*Description of the task*
Reproduce word for word the part of the forum thread on rideshare tips starting at "## Mista T (Aug" and ending at "(Oct 23, 2015)".

*Document text*
***

# Finally! A tip!!!



## Mista T (Aug 16, 2017)

Saturday, 27 rides, only one pax tipped.

Today, 11 rides and I FINALLY got a tip. Argh!!!


----------



## UberBeemer (Oct 23, 2015)

I have a tip for you. Don't play in traffic.


----------



## mbd (Aug 27, 2018)

Mista T said:


> Saturday, 27 rides, only one pax tipped.
> 
> Today, 11 rides and I FINALLY got a tip. Argh!!!


I drove on Wed, and 3 pax gave 10$ tips &#128513;
One was a 9$ ride for a 10$ tip. All 3, Milfs.
Tue went 0-8, but no MILF pax's. It was all cheap techie type pax's.


----------



## evad77 (Oct 15, 2016)

I have $655 in fares this week and $2 tip, that’s 0.003 %


----------



## mbd (Aug 27, 2018)

Milfs are the best tippers. 😁


----------



## The Gift of Fish (Mar 17, 2017)

evad77 said:


> I have $655 in fares this week and $2 tip, that's 0.003 %


What is it with Uber drivers and math? &#129335;‍♂


----------



## mbd (Aug 27, 2018)

The Gift of Fish said:


> What is it with Uber drivers and math? &#129335;‍♂


He meant .3&#128513; or close to it.


----------



## TheDevilisaParttimer (Jan 2, 2019)

His math is fine. His application of the math is grossly wrong.


----------



## evad77 (Oct 15, 2016)

10% would be $65, 1% would be $6.50 1/3 of 1% is $2 or .003


----------



## TheDevilisaParttimer (Jan 2, 2019)

evad77 said:


> 10% would be $65, 1% would be $6.50 1/3 of 1% is $2 or .003


$2 is roughly .003 of $655(fine). However the person that tipped is more than .003 of your passengers or fares. Correct math applied wrong.


----------



## tohunt4me (Nov 23, 2015)

Mista T said:


> Saturday, 27 rides, only one pax tipped.
> 
> Today, 11 rides and I FINALLY got a tip. Argh!!!

***

Excerpts from labeled region data:
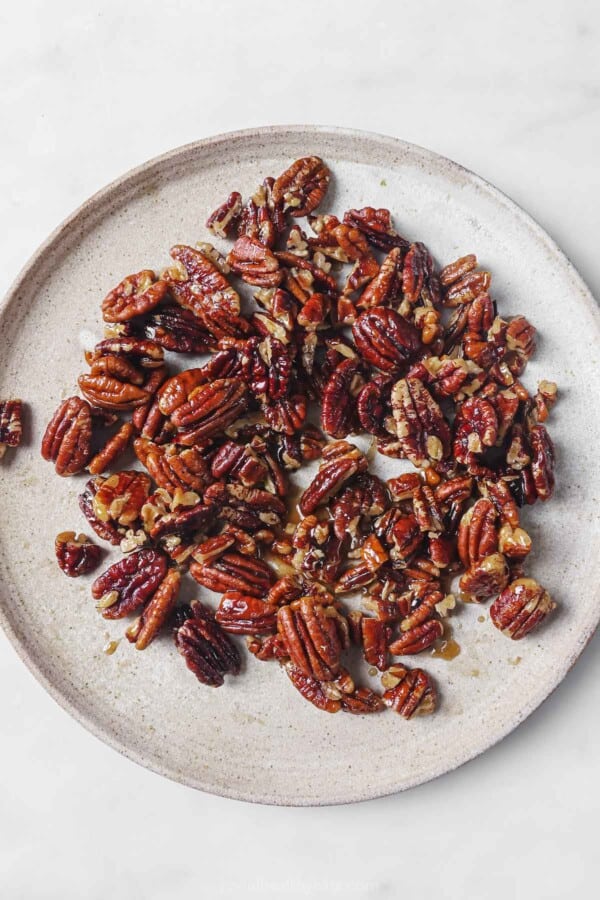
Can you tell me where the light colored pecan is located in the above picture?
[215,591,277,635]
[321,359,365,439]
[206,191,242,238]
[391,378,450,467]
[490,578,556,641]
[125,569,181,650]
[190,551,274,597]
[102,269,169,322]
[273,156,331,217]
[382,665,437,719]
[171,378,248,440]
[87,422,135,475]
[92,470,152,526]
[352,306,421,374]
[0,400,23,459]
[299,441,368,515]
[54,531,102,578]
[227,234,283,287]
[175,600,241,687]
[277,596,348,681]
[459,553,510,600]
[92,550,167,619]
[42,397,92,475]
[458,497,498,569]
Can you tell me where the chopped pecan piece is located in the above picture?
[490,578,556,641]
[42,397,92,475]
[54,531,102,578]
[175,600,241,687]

***

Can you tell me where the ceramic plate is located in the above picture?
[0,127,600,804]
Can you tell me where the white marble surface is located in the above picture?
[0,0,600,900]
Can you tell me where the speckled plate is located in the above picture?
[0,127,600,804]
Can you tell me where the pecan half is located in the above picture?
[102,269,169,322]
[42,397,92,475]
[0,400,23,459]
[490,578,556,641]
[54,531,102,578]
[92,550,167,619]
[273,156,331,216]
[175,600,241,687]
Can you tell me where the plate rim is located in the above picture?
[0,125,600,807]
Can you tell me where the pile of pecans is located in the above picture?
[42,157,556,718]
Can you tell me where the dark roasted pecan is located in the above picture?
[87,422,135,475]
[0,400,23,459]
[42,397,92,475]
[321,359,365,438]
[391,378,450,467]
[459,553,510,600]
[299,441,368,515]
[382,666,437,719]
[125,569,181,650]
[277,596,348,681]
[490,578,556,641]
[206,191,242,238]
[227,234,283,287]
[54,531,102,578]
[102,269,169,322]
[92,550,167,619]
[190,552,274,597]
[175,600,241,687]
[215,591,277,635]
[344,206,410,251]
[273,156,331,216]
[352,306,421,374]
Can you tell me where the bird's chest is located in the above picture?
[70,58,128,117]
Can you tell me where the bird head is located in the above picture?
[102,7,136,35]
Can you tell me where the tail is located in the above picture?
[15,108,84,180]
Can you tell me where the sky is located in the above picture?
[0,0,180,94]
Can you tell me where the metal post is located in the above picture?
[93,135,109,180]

***

*Response*
## Mista T (Aug 16, 2017)

Saturday, 27 rides, only one pax tipped.

Today, 11 rides and I FINALLY got a tip. Argh!!!


----------



## UberBeemer (Oct 23, 2015)